## Texto para análise
Sobre o acesso à fotografia de parto no Brasil

 

Ao inscrever a criança no seio da família, a questão da fotografia de parto parece ser restrita a decisões de âmbito familiar, isto é, dos diferentes registros que a família decide fazer a respeito dos seus. Esta seria (e essencialmente deveria ser) uma decisão de ordem particular se o acesso à fotografia e aos meios de fotografar fosse igual para todos. Não é. A fotografia foi, ao longo de sua história, acessível a indivíduos e a grupos economicamente privilegiados, daí, entre outras coisas, os esforços materiais e simbólicos empenhados no período vitoriano para o registro dos entes queridos falecidos. Contudo, na pós-modernidade, o acesso a dispositivos móveis com câmeras amplia a possibilidade de registro, torna a fotografia parte da vida cotidiana, derruba muito dos seus rituais — podendo também criar outros — e viabiliza, através das redes sociais digitais, a circulação em massa das imagens.

## O que produzir
No texto sobre o acesso à fotografia de parto, a quem a fotografia foi acessível ao longo de sua história?

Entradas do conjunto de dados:
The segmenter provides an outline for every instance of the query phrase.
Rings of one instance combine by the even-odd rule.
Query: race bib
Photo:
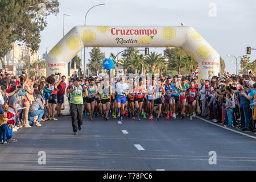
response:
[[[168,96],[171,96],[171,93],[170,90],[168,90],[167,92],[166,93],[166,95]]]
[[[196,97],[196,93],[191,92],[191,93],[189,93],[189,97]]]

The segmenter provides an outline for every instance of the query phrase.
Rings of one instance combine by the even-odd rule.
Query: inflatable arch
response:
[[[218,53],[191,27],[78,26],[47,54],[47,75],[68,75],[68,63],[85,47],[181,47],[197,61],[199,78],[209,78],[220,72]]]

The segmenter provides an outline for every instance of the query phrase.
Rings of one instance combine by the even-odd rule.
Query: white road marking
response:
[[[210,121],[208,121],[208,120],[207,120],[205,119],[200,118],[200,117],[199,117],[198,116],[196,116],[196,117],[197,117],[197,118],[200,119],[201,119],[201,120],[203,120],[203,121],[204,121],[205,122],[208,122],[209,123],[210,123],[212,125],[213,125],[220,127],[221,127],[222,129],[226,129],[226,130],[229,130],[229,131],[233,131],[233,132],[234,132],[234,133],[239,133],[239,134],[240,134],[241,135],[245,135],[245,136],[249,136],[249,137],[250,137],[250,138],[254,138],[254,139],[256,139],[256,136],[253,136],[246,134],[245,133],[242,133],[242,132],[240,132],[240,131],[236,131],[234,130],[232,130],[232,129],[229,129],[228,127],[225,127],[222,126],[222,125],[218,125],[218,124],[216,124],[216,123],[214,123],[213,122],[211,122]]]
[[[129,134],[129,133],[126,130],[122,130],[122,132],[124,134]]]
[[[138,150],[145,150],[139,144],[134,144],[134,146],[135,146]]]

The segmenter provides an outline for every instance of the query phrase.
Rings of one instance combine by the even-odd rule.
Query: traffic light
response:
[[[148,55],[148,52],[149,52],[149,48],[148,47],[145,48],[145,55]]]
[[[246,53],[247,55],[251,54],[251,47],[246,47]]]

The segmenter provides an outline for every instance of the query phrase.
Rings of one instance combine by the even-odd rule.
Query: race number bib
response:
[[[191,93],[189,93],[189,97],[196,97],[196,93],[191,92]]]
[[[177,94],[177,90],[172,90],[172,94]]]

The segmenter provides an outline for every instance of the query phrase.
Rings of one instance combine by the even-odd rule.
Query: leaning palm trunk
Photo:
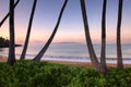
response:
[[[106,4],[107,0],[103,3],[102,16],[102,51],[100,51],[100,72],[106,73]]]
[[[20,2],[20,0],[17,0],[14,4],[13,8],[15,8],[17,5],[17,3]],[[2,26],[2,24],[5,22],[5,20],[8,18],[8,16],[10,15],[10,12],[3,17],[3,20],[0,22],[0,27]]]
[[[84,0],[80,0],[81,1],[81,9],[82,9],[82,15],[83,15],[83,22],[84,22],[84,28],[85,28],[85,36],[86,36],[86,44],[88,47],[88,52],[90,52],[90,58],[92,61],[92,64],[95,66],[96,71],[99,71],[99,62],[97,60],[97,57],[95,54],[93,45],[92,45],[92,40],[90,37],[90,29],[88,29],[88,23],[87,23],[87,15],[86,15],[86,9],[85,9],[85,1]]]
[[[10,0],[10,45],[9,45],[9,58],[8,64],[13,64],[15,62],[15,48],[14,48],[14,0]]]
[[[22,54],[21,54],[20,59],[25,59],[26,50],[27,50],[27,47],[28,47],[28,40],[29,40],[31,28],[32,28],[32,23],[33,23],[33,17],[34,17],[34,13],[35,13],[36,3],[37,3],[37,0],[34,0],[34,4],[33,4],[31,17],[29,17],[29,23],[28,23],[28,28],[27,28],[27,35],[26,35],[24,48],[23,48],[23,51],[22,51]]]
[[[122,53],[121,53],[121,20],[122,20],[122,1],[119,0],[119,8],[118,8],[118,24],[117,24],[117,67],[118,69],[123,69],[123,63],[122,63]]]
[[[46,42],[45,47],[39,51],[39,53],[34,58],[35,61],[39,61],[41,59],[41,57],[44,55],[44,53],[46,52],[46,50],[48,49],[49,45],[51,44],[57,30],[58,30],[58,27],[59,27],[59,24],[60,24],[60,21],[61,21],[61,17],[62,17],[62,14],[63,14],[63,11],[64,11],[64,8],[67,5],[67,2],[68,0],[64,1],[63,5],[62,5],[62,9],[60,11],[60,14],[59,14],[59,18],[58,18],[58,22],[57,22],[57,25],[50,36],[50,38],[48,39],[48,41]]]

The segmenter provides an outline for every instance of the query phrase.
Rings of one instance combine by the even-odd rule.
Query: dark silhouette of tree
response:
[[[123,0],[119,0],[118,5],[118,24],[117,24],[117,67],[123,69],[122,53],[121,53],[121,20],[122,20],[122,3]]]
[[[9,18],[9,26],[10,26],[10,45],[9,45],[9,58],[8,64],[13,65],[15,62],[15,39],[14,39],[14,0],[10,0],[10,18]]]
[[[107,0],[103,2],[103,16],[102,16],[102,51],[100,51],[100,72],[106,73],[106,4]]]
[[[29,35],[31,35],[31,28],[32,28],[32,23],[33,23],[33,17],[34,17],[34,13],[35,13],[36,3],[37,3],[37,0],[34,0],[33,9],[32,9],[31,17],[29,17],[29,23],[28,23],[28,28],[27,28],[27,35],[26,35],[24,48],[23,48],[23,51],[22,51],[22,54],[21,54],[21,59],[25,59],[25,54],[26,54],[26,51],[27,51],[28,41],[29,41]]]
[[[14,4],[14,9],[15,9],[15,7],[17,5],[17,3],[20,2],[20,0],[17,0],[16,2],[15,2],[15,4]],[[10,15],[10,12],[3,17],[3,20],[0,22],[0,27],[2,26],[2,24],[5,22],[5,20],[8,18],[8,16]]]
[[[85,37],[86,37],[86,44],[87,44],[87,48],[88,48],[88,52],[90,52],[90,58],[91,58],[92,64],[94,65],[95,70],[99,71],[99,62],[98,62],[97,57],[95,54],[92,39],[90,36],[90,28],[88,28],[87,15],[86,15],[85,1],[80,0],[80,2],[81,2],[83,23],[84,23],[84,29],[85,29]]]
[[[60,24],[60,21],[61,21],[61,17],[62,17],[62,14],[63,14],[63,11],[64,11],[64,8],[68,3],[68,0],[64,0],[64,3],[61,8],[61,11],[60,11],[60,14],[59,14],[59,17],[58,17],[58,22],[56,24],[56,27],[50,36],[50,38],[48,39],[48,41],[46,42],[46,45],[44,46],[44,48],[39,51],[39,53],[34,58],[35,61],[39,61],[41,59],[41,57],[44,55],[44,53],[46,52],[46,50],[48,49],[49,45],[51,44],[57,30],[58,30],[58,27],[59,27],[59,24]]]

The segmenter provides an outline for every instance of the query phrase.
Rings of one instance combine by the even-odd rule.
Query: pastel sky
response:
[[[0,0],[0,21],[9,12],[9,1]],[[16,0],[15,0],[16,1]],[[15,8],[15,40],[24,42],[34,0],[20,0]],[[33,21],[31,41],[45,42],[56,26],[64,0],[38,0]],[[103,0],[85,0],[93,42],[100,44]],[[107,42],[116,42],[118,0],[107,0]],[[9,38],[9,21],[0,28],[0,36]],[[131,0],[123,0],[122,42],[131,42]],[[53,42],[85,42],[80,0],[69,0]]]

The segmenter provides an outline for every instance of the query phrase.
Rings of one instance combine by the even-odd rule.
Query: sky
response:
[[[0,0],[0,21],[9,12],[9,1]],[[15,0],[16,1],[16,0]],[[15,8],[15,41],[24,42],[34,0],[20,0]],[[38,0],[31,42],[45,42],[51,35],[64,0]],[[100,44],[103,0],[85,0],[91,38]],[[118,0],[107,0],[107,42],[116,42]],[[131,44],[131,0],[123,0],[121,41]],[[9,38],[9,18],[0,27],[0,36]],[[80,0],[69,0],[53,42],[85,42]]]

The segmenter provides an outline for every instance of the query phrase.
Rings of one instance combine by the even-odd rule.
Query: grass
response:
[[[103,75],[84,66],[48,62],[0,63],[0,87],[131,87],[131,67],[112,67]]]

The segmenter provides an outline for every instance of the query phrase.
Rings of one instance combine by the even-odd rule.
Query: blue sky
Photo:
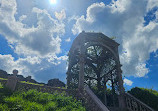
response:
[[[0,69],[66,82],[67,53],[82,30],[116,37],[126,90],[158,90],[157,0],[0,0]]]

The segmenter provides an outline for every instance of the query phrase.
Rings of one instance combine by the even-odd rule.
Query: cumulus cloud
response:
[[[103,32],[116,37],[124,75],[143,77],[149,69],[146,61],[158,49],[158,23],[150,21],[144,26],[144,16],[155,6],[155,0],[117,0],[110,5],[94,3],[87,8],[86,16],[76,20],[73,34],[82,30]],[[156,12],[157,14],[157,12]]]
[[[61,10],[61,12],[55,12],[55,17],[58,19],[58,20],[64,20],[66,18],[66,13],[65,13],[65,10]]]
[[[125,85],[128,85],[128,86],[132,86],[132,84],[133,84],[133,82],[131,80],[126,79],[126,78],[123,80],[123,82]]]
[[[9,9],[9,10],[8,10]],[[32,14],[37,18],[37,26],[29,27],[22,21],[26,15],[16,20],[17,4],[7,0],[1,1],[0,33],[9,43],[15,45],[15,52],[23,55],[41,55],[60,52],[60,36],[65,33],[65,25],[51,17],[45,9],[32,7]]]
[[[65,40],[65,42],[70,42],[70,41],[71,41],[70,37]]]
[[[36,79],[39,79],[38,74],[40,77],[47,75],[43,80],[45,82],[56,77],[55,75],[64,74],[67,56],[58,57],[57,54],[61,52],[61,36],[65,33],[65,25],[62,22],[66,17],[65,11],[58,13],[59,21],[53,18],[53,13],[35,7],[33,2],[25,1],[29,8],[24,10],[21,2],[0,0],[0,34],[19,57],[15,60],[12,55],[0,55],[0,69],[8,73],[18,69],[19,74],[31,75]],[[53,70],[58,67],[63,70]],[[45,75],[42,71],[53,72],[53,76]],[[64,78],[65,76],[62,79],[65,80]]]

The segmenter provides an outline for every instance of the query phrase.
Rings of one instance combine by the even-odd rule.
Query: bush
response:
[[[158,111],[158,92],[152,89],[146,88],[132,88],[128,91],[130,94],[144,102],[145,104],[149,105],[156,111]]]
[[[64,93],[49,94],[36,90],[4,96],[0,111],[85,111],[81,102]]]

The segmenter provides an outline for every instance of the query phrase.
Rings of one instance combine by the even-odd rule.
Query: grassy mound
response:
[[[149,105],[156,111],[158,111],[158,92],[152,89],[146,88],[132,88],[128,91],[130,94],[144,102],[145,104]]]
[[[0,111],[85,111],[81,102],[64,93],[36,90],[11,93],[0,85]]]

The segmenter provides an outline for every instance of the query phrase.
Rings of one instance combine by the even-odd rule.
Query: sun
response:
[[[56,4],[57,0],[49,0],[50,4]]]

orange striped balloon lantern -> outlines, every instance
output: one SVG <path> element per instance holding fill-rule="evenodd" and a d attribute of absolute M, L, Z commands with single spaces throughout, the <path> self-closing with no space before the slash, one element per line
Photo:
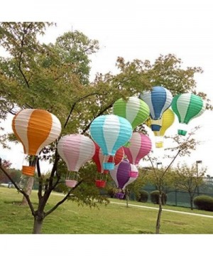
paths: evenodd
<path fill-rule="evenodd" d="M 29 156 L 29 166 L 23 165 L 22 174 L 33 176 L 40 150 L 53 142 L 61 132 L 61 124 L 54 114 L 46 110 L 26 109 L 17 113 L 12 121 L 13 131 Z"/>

## Resultado da tarefa
A indivíduos e a grupos economicamente privilegiados.